◆ What is needed ◆
Copy all of the data below word for word, without changing anything.

- - - - -

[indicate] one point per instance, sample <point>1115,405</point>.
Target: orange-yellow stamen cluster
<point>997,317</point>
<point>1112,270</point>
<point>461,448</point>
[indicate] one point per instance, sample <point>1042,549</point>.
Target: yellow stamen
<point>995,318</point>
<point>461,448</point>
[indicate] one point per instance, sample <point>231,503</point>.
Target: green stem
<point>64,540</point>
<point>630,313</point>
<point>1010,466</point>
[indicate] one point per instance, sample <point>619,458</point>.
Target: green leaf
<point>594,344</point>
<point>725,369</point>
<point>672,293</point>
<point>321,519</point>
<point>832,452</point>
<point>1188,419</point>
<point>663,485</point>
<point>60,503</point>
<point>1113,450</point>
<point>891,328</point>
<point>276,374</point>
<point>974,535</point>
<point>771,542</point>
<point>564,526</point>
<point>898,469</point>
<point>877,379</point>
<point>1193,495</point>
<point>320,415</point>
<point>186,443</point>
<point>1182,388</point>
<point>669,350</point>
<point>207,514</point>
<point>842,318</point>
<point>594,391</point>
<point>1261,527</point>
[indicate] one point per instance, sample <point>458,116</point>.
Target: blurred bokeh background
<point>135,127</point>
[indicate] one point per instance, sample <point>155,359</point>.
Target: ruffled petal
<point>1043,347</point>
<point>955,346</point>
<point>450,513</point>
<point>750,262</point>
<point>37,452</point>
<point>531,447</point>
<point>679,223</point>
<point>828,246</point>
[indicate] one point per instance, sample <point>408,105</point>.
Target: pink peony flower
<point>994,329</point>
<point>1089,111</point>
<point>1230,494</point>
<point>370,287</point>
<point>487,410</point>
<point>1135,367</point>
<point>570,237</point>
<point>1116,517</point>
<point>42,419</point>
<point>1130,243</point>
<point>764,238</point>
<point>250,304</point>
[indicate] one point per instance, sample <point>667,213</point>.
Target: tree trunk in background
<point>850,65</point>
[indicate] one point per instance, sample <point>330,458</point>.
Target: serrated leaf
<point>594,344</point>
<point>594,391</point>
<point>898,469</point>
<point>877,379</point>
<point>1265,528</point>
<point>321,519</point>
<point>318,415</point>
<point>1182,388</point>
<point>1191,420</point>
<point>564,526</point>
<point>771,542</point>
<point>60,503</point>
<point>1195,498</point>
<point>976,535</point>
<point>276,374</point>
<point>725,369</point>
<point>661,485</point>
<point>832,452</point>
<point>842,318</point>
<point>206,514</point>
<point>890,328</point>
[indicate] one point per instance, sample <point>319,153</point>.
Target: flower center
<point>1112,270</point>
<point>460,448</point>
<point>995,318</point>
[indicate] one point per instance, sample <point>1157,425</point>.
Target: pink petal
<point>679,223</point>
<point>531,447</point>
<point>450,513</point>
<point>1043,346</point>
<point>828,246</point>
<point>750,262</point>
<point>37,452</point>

- - - - -

◆ The result ◆
[indicate] one point per instance, sample <point>1115,405</point>.
Target: orange-yellow stamen cluster
<point>997,317</point>
<point>1112,270</point>
<point>461,448</point>
[indicate] one point per instance, sample <point>1042,549</point>.
Target: yellow stamen
<point>995,318</point>
<point>461,448</point>
[indicate] one point per instance, sample <point>231,503</point>.
Target: green stem
<point>64,540</point>
<point>630,313</point>
<point>1010,466</point>
[indicate] one point per instance, sample <point>619,458</point>.
Target: green leaf
<point>594,344</point>
<point>725,369</point>
<point>672,293</point>
<point>321,519</point>
<point>832,452</point>
<point>1188,419</point>
<point>663,485</point>
<point>60,503</point>
<point>1113,450</point>
<point>891,328</point>
<point>276,374</point>
<point>974,535</point>
<point>771,542</point>
<point>564,526</point>
<point>898,469</point>
<point>877,379</point>
<point>1193,495</point>
<point>320,415</point>
<point>186,443</point>
<point>1182,388</point>
<point>669,350</point>
<point>207,514</point>
<point>842,318</point>
<point>594,391</point>
<point>1261,527</point>
[indicate] one point per instance, sample <point>458,116</point>.
Target: blurred bokeh background
<point>135,127</point>
[indicate] one point per instance, sample <point>155,359</point>.
Target: ruffled petal
<point>1043,347</point>
<point>955,346</point>
<point>450,513</point>
<point>750,262</point>
<point>37,452</point>
<point>531,447</point>
<point>679,223</point>
<point>828,246</point>
[indicate] one point per instance, sample <point>408,105</point>.
Target: pink peony flower
<point>994,329</point>
<point>1089,111</point>
<point>1230,494</point>
<point>370,287</point>
<point>487,410</point>
<point>1135,367</point>
<point>570,237</point>
<point>1116,517</point>
<point>42,419</point>
<point>1130,243</point>
<point>764,238</point>
<point>250,304</point>
[indicate] one point per instance, sample <point>667,213</point>.
Target: tree trunk in background
<point>850,65</point>
[indicate] one point per instance, sample <point>330,458</point>.
Target: serrated leaf
<point>594,344</point>
<point>594,391</point>
<point>898,469</point>
<point>877,379</point>
<point>1265,528</point>
<point>321,519</point>
<point>318,415</point>
<point>1182,388</point>
<point>1191,420</point>
<point>564,526</point>
<point>771,542</point>
<point>60,503</point>
<point>1195,498</point>
<point>976,535</point>
<point>276,374</point>
<point>725,369</point>
<point>661,485</point>
<point>832,452</point>
<point>842,318</point>
<point>206,514</point>
<point>890,328</point>
[indicate] one point per instance, sample <point>319,153</point>.
Target: flower center
<point>1112,270</point>
<point>460,448</point>
<point>995,318</point>
[indicate] one point per instance, sample <point>1157,425</point>.
Target: pink petal
<point>679,223</point>
<point>531,447</point>
<point>450,513</point>
<point>1043,346</point>
<point>828,246</point>
<point>750,262</point>
<point>37,452</point>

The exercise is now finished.